### [TASKS TO PERFORM]
A. Copy the part of the count_distinct text from "StormEvents" to "function) - (preview)" word for word.
B. Lay out the records from the line with "e.g. [(187, 70)]" through the end of the records as a JSON list of strings, one string per line, and omit blank lines.

### [READING TEXT]
• • •

If you only need an estimation of unique values count, we recommend using the less resource-consuming dcount aggregation function.
To count only records for which a predicate returns true, use the count_distinctif aggregation function.
Syntax
count_distinct (expr)
Parameters
| Name | Type | Required | Description |
|---|---|---|---|
| expr | scalar | ✔️ | The expression whose unique values are to be counted. |
Returns
Long integer value indicating the number of unique values of expr per summary group.
Example
The following example shows how many types of storm events happened in each state.
Function performance can be degraded when operating on multiple data sources from different clusters.
StormEvents
| summarize UniqueEvents=count_distinct(EventType) by State
| top 5 by UniqueEvents
Output
| State | UniqueEvents |
|---|---|
| TEXAS | 27 |
| CALIFORNIA | 26 |
| PENNSYLVANIA | 25 |
| GEORGIA | 24 |
| NORTH CAROLINA | 23 |
Related content
11 - count_distinctif() (aggregation function) - (preview)
Conditionally counts unique values specified by the scalar expression per summary group, or the total number of unique values if the summary group is omitted. Only records for which predicate evaluates to true are counted.

• • •

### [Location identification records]
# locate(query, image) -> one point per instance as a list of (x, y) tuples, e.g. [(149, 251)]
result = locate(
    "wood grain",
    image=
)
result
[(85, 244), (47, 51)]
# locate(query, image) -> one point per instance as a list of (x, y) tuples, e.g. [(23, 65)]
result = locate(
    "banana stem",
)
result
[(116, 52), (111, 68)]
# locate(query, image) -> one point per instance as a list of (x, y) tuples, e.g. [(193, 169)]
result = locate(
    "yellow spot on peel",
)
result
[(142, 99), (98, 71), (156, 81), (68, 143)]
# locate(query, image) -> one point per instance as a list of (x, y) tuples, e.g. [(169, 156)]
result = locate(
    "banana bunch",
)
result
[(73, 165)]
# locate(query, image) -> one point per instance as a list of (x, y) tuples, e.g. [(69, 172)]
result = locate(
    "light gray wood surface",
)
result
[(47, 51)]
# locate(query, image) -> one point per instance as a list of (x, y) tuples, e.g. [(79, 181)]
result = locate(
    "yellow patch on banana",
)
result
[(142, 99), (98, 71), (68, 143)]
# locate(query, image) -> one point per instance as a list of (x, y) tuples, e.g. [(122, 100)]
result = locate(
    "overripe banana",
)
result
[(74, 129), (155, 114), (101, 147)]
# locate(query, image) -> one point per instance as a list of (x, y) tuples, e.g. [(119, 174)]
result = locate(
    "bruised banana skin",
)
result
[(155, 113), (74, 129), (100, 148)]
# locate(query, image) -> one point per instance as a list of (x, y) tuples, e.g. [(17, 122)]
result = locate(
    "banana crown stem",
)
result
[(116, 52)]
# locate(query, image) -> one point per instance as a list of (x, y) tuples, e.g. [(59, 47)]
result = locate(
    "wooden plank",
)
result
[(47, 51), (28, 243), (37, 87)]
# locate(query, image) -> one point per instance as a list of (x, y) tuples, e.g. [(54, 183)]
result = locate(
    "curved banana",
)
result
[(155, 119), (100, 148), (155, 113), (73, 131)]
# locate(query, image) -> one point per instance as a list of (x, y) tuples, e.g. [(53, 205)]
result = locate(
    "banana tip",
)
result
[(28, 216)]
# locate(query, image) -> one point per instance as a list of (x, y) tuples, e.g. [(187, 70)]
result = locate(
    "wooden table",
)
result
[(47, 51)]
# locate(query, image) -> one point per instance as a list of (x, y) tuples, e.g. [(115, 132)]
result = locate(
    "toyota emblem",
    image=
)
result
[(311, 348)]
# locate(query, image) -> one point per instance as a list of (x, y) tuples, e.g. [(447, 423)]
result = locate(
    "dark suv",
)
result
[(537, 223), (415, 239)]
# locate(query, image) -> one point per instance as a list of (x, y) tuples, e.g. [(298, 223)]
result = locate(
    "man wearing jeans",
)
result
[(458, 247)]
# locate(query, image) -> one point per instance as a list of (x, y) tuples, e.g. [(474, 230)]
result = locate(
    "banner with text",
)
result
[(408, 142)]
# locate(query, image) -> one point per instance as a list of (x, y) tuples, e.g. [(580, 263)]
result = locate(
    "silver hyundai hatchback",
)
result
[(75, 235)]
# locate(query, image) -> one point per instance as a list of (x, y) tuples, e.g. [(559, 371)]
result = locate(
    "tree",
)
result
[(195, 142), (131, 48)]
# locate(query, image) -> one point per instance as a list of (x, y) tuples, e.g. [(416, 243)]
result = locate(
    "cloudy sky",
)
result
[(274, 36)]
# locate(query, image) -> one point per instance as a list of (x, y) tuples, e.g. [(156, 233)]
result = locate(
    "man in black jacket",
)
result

• • •

### [COMPLETED EXERCISE]
A.
StormEvents
| summarize UniqueEvents=count_distinct(EventType) by State
| top 5 by UniqueEvents
Output
| State | UniqueEvents |
|---|---|
| TEXAS | 27 |
| CALIFORNIA | 26 |
| PENNSYLVANIA | 25 |
| GEORGIA | 24 |
| NORTH CAROLINA | 23 |
Related content
11 - count_distinctif() (aggregation function) - (preview)

B.
[
  "# locate(query, image) -> one point per instance as a list of (x, y) tuples, e.g. [(187, 70)]",
  "result = locate(",
  "    \"wooden table\",",
  ")",
  "result",
  "[(47, 51)]",
  "# locate(query, image) -> one point per instance as a list of (x, y) tuples, e.g. [(115, 132)]",
  "result = locate(",
  "    \"toyota emblem\",",
  "    image=",
  ")",
  "result",
  "[(311, 348)]",
  "# locate(query, image) -> one point per instance as a list of (x, y) tuples, e.g. [(447, 423)]",
  "result = locate(",
  "    \"dark suv\",",
  ")",
  "result",
  "[(537, 223), (415, 239)]",
  "# locate(query, image) -> one point per instance as a list of (x, y) tuples, e.g. [(298, 223)]",
  "result = locate(",
  "    \"man wearing jeans\",",
  ")",
  "result",
  "[(458, 247)]",
  "# locate(query, image) -> one point per instance as a list of (x, y) tuples, e.g. [(474, 230)]",
  "result = locate(",
  "    \"banner with text\",",
  ")",
  "result",
  "[(408, 142)]",
  "# locate(query, image) -> one point per instance as a list of (x, y) tuples, e.g. [(580, 263)]",
  "result = locate(",
  "    \"silver hyundai hatchback\",",
  ")",
  "result",
  "[(75, 235)]",
  "# locate(query, image) -> one point per instance as a list of (x, y) tuples, e.g. [(559, 371)]",
  "result = locate(",
  "    \"tree\",",
  ")",
  "result",
  "[(195, 142), (131, 48)]",
  "# locate(query, image) -> one point per instance as a list of (x, y) tuples, e.g. [(416, 243)]",
  "result = locate(",
  "    \"cloudy sky\",",
  ")",
  "result",
  "[(274, 36)]",
  "# locate(query, image) -> one point per instance as a list of (x, y) tuples, e.g. [(156, 233)]",
  "result = locate(",
  "    \"man in black jacket\",",
  ")",
  "result"
]